**CONSIGNA DEL EJERCICIO:** Transcribe literalmente el fragmento del texto sobre la película que comienza en «Daniel prefiere su» y termina en «personajes con ternura.».

Daniel prefiere su pequeño pueblo, sus travesuras con amigos, pero ya distingue clases sociales enamorándose en la distancia de la hija del indiano que regresó rico. No le agradan las pieles curtidas por el sol rural, sino el cutis cuidado de la chica veinteañera con aires de ciudad. Es consciente de que hay otros mundos por explorar, relegando e ignorando a la delicada niña que le persigue cada día. Dos mundos confrontados, los del presente y futuro de Daniel y los de esa España rural y urbana tan distantes y tan unidos a la vez. La película es un retrato costumbrista de los sesenta analizando diferentes arquetipos de la época (la solterona, la vieja metomentodo, el cura, la atrevida, los gañanes, el rico…), pero su realismo no está exento de sentido del humor y cuidado de los personajes con ternura.

Hay crítica en cuanto a la censura moral y sobre escenas del recién llegado cine al pueblo. Ese personaje que se dedica a espiar a los jóvenes en el bosque (figura real que colaboraba con el Patronato de Protección de la Mujer para captar chicas descarriadas) o que crea una comisión censora más estricta que el mismo cura son los elementos más ácidos de la película, aunque estén representados bajo un prisma cómico. Niños que definen, en un diálogo delicioso, que «progresar es trabajar menos que tu padre y ganar más».

**LISTADO FACILITADO:**

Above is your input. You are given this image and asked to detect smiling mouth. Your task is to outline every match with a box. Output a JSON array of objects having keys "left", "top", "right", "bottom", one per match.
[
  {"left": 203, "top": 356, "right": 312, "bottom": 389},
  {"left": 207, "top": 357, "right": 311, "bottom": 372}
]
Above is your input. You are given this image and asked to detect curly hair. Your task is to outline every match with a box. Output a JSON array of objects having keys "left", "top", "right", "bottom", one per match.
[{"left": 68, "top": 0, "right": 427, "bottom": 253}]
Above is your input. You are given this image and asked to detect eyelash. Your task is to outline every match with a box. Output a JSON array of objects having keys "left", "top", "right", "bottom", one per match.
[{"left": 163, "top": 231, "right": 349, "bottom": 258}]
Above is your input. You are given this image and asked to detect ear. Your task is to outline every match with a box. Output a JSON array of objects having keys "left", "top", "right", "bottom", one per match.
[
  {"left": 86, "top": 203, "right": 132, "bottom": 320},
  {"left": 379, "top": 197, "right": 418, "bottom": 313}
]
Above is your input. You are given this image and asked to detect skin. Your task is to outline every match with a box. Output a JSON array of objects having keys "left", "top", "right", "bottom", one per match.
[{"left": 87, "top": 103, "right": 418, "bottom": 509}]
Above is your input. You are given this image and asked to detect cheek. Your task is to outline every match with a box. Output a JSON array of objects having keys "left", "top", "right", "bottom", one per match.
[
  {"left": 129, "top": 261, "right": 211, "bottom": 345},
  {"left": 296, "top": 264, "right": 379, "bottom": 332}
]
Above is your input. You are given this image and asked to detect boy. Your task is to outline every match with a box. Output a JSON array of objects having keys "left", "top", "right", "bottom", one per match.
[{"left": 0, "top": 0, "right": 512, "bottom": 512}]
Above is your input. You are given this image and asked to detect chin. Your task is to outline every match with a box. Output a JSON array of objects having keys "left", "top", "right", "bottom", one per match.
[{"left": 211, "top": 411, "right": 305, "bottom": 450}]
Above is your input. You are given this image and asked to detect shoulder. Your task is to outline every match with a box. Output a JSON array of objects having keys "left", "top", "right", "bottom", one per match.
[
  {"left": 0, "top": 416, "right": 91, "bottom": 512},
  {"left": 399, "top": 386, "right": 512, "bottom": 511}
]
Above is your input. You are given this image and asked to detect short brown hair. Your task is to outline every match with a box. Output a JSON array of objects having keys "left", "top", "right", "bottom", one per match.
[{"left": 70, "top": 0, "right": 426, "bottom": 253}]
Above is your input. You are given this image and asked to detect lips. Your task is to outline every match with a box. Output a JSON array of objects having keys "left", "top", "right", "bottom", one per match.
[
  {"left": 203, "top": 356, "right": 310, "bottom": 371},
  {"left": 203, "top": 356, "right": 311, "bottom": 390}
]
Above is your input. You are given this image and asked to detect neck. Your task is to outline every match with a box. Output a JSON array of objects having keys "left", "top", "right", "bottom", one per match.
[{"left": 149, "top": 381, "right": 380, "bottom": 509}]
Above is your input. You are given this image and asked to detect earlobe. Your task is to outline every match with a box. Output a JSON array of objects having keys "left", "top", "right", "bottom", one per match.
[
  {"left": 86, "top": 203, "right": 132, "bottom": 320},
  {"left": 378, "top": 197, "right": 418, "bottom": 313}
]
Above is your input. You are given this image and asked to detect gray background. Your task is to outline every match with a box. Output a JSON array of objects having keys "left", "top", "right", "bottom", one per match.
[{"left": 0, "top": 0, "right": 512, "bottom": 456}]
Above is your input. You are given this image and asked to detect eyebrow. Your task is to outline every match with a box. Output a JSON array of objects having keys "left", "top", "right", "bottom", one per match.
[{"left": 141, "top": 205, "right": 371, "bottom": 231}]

**RESULTADO DEL EJERCICIO:**
Daniel prefiere su pequeño pueblo, sus travesuras con amigos, pero ya distingue clases sociales enamorándose en la distancia de la hija del indiano que regresó rico. No le agradan las pieles curtidas por el sol rural, sino el cutis cuidado de la chica veinteañera con aires de ciudad. Es consciente de que hay otros mundos por explorar, relegando e ignorando a la delicada niña que le persigue cada día. Dos mundos confrontados, los del presente y futuro de Daniel y los de esa España rural y urbana tan distantes y tan unidos a la vez. La película es un retrato costumbrista de los sesenta analizando diferentes arquetipos de la época (la solterona, la vieja metomentodo, el cura, la atrevida, los gañanes, el rico…), pero su realismo no está exento de sentido del humor y cuidado de los personajes con ternura.